- Instructions for the task: Pick out every line below that contains the word "holding", matching its case exactly, and copy each of those lines.

- Raw records:
= = =

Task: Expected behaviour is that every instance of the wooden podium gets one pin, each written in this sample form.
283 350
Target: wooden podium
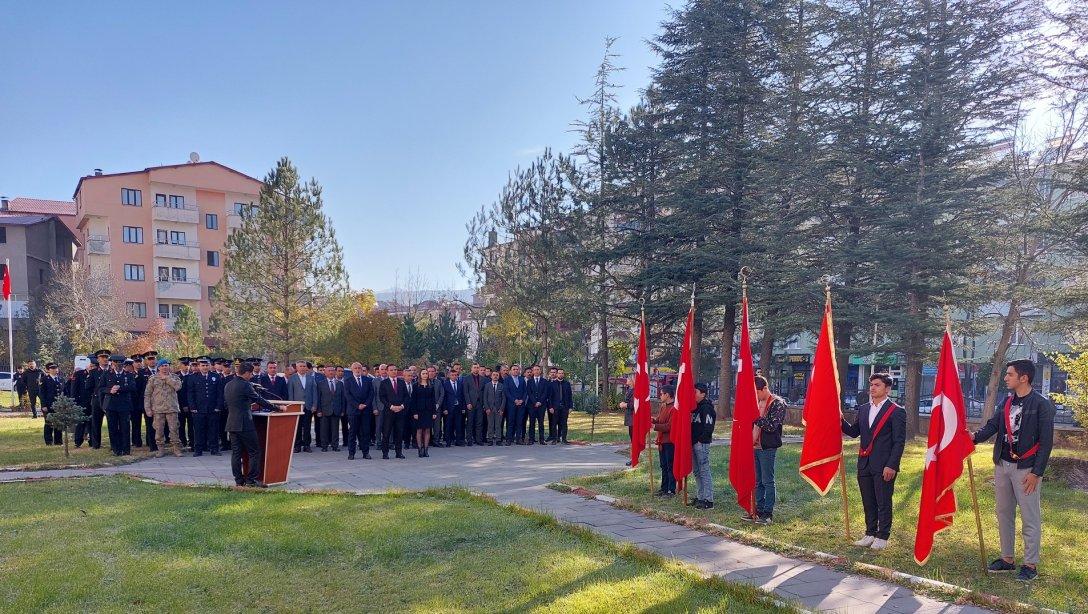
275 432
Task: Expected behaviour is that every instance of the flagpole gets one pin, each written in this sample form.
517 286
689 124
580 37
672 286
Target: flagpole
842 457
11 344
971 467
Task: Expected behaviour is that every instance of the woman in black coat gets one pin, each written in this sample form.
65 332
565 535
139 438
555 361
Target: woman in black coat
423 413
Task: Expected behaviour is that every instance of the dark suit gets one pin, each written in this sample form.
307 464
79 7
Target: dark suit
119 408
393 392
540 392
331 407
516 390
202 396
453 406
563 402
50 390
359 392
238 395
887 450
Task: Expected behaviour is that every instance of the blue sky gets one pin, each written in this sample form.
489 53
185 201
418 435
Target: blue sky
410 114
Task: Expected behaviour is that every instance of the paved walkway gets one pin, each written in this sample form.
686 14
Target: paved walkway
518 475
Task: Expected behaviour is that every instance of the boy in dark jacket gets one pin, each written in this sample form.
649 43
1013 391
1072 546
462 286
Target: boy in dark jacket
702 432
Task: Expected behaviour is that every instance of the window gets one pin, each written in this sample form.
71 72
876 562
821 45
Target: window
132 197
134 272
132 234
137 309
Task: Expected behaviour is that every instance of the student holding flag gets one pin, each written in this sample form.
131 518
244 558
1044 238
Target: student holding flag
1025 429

= = =

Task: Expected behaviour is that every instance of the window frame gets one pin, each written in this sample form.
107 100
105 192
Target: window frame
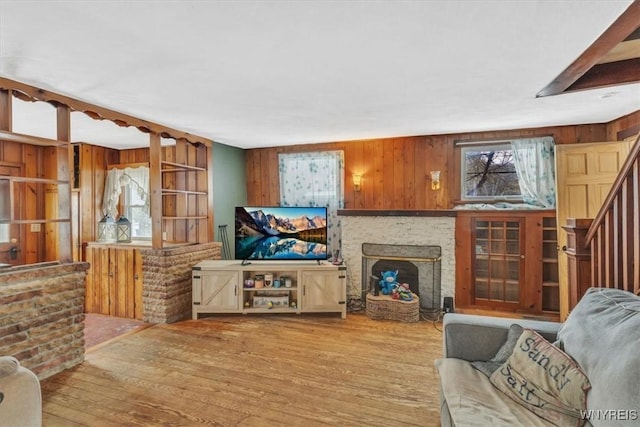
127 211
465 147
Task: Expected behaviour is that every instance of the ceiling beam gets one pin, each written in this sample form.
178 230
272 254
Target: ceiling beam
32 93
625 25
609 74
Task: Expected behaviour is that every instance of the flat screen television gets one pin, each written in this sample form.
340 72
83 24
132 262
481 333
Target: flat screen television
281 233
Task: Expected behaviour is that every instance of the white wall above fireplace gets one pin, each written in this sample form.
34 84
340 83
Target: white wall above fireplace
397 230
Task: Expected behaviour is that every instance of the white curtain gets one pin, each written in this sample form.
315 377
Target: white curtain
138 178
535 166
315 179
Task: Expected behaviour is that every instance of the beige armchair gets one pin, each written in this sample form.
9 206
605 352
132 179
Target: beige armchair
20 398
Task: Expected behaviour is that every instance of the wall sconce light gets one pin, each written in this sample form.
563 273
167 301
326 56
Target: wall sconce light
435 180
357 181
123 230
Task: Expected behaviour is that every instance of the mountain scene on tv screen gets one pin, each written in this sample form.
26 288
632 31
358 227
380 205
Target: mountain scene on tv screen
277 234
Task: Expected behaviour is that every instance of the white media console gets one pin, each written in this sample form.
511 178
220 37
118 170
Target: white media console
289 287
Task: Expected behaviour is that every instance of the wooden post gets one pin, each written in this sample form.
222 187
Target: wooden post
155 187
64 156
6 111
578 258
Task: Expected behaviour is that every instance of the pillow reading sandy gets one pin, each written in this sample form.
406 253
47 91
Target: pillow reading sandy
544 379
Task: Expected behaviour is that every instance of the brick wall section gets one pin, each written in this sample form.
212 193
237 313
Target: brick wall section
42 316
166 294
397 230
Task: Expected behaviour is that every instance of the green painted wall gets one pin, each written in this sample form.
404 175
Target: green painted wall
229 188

= = =

- Completed exercise:
Task: Expected behaviour is that every instance of the student holding flag gets one pin, each written in this sample form.
Target: student holding flag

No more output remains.